(Dataset excerpts on object pointing)
+--
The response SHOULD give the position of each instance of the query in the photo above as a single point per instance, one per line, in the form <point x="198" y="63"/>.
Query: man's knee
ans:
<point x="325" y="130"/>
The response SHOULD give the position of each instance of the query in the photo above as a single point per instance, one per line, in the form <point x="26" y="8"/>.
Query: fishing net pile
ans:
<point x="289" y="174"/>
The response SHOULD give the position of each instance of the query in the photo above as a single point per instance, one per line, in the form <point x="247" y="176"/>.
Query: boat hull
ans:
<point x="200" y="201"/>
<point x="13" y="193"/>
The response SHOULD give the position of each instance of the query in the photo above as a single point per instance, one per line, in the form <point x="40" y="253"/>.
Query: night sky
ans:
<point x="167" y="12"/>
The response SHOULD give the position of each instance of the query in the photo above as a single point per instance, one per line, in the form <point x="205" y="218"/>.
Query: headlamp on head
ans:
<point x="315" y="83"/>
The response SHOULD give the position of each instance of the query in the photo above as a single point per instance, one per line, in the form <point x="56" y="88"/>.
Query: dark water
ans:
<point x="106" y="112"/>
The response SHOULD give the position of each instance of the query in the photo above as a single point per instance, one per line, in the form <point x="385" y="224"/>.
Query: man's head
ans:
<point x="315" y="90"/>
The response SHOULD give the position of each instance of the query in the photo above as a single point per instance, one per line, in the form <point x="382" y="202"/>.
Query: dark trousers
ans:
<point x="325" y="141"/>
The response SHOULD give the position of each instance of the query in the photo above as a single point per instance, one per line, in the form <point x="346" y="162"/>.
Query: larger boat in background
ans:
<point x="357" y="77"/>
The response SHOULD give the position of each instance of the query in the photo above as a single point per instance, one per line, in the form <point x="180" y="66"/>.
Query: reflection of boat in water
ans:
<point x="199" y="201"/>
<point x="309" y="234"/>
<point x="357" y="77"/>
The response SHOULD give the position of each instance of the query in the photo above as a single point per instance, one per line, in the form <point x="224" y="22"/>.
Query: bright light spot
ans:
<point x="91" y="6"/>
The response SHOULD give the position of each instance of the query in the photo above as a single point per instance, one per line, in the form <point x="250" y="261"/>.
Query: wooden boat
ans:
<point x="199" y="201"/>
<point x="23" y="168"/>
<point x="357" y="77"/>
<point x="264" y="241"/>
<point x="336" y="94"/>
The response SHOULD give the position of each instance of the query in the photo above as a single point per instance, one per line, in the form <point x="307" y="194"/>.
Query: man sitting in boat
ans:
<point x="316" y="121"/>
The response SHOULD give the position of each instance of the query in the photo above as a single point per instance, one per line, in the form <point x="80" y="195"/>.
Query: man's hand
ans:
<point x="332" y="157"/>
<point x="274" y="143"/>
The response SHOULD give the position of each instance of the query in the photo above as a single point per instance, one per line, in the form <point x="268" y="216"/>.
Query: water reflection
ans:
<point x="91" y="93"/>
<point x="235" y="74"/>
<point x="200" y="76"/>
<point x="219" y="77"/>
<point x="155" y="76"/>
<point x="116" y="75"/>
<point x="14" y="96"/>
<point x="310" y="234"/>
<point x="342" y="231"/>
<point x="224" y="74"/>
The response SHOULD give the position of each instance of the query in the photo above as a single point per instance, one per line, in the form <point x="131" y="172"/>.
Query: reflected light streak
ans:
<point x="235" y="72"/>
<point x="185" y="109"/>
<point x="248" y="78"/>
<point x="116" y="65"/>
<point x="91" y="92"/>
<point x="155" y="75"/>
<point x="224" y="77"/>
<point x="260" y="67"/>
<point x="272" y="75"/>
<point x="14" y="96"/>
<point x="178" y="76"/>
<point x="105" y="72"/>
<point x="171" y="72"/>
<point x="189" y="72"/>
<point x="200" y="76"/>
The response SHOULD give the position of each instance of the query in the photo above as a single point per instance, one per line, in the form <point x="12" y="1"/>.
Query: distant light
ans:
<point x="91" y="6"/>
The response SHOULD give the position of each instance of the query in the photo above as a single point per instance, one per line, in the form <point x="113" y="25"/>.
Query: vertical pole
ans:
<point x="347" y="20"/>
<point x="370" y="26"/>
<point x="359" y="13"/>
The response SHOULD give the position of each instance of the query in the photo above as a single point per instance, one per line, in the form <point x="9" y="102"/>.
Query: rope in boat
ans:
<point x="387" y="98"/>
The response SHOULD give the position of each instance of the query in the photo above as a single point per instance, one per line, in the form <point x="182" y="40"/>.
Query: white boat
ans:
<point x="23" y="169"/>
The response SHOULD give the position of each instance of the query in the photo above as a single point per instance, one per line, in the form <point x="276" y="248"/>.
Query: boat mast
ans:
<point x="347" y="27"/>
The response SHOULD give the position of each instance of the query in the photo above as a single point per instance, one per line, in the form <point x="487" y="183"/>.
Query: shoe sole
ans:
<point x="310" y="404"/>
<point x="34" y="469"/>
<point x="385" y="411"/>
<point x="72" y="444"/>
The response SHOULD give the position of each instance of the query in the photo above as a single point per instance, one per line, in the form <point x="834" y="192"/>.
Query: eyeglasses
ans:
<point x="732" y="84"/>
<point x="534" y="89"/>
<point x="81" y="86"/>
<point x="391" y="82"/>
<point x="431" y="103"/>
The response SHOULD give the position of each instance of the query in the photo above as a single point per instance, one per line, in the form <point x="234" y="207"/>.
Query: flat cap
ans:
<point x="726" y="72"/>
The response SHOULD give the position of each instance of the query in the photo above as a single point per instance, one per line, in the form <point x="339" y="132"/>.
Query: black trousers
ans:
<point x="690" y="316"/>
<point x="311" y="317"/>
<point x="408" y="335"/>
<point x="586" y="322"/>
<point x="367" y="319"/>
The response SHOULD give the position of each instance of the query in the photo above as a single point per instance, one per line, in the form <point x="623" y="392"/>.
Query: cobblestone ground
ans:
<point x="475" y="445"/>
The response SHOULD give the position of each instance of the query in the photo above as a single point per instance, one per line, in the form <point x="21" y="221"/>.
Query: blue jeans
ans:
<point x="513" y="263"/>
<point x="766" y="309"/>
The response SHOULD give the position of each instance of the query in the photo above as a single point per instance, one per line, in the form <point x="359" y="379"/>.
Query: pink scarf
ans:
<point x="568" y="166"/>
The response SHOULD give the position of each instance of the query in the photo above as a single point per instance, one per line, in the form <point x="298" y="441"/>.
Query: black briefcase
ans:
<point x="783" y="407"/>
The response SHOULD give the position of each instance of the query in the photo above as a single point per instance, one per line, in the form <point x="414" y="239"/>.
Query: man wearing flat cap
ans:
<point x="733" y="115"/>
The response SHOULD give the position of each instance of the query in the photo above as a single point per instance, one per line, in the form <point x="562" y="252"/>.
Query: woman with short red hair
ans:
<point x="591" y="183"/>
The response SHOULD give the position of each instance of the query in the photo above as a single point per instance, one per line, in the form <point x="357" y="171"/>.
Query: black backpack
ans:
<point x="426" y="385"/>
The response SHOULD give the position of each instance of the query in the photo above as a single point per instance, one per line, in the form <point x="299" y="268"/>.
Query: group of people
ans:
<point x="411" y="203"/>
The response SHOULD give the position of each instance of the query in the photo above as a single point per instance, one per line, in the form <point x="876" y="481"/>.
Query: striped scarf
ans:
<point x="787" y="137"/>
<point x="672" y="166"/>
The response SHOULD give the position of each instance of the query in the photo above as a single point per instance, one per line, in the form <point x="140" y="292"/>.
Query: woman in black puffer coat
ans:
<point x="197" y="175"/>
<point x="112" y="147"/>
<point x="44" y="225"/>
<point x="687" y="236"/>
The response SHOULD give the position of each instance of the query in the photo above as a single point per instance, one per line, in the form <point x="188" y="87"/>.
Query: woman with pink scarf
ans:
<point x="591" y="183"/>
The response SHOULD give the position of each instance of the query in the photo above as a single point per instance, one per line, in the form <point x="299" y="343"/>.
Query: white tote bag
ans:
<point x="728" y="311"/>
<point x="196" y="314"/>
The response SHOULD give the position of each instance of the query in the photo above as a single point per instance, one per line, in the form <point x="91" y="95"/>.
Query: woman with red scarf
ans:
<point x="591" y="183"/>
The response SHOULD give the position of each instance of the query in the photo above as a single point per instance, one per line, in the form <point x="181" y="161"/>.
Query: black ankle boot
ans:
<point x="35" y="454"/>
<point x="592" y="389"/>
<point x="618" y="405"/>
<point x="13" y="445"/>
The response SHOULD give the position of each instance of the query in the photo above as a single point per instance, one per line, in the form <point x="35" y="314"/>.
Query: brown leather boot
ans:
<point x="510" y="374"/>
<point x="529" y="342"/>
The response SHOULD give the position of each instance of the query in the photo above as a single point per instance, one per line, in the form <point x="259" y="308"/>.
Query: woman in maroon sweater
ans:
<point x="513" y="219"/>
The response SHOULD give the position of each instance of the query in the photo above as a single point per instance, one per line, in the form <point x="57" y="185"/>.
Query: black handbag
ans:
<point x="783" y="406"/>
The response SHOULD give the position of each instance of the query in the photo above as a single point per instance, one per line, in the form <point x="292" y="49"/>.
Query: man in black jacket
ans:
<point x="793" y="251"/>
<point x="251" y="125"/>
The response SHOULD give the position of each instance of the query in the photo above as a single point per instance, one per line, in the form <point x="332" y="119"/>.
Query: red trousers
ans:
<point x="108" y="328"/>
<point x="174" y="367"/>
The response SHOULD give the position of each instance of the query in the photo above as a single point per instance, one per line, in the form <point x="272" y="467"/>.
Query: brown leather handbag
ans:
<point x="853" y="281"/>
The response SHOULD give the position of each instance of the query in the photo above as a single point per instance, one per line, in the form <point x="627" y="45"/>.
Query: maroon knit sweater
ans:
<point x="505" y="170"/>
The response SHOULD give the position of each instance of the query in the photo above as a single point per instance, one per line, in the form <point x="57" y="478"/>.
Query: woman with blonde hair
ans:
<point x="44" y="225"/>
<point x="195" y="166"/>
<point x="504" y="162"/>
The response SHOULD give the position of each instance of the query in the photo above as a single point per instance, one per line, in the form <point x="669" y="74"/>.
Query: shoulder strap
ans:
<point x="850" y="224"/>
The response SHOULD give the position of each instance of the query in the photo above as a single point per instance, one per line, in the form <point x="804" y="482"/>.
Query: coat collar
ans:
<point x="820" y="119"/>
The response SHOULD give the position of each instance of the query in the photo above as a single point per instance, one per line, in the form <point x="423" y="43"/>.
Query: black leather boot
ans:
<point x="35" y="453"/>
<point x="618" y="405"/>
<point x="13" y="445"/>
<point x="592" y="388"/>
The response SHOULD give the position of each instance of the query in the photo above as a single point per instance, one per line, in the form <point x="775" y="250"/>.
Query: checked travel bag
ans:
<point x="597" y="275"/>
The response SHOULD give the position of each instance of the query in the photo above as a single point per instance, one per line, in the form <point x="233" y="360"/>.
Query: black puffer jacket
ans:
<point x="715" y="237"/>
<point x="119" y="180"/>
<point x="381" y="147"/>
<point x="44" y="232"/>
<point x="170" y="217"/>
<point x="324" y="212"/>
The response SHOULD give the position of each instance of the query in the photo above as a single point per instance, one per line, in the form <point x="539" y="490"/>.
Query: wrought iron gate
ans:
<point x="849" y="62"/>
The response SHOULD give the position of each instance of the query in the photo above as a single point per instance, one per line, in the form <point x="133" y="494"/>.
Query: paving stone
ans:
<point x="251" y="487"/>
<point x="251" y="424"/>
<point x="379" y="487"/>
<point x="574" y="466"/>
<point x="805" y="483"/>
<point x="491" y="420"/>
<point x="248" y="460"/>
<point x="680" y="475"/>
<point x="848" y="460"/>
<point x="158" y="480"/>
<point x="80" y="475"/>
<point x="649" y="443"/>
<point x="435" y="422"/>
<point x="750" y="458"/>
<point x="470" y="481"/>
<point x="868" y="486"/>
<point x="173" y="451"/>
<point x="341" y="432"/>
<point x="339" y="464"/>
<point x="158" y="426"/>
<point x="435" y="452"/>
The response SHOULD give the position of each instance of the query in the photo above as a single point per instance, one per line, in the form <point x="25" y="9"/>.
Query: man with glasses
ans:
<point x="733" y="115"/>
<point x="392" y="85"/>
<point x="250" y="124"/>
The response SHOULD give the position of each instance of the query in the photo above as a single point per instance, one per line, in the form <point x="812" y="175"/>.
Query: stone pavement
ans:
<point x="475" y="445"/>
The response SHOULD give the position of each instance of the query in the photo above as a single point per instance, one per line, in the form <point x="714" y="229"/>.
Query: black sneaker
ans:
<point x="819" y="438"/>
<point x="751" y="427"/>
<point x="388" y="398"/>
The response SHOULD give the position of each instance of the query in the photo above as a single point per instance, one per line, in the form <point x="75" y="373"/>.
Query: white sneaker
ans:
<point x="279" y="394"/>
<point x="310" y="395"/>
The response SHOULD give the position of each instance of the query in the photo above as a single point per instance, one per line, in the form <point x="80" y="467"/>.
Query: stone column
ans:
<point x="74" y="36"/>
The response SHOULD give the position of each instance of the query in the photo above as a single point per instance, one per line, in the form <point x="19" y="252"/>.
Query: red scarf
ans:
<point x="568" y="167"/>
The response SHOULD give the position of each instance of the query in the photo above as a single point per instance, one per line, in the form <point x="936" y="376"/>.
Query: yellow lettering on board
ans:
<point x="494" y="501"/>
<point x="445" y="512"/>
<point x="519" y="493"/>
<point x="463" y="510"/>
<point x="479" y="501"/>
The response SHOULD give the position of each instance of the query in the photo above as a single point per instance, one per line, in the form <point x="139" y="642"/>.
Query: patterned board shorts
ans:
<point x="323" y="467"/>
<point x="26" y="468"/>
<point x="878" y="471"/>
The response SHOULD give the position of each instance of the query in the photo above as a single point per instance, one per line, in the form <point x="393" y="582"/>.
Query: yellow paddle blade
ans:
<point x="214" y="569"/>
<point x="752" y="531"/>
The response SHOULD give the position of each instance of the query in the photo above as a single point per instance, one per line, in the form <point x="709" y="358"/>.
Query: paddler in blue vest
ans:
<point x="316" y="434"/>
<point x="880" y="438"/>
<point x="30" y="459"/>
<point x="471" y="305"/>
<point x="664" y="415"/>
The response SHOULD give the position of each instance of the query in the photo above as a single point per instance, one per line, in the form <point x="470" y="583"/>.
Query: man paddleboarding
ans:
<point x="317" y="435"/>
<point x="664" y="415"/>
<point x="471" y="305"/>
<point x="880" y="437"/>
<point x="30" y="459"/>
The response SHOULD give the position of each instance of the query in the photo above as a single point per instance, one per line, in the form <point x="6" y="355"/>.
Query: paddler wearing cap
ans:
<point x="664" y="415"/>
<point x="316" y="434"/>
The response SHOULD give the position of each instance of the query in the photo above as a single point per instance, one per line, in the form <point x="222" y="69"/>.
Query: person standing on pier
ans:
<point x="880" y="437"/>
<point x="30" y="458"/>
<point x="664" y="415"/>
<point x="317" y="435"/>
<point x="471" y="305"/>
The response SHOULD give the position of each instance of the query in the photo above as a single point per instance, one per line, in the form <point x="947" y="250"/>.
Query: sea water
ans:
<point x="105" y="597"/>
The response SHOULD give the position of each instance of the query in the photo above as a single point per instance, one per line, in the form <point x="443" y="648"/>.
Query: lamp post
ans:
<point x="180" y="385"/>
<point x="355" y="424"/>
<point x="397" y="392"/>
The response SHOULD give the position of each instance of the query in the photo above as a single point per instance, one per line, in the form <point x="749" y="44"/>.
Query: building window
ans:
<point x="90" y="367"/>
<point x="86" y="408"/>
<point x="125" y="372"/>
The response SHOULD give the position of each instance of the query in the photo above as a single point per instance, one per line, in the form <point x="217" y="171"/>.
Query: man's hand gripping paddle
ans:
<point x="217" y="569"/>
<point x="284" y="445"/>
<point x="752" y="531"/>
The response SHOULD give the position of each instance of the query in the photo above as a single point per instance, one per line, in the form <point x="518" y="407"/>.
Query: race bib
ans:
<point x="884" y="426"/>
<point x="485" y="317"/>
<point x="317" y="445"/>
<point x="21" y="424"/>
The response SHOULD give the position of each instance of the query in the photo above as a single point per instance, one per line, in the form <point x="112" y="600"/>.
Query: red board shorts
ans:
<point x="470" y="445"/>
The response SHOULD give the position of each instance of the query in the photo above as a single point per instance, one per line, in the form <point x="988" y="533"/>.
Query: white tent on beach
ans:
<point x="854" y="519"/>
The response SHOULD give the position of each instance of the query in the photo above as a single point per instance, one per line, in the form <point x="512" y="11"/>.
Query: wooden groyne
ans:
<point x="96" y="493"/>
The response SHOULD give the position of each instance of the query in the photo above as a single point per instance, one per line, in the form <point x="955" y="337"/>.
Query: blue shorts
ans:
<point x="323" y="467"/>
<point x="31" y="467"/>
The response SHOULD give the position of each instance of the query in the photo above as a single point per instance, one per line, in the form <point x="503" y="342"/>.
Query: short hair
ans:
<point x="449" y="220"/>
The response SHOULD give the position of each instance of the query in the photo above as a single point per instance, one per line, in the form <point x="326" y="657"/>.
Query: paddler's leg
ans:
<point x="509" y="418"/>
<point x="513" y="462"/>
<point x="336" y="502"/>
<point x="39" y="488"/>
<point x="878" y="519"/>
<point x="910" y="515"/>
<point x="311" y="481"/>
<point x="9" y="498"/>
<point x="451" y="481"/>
+--
Count the lines in the data above that contain the word "woman" and give only that number.

6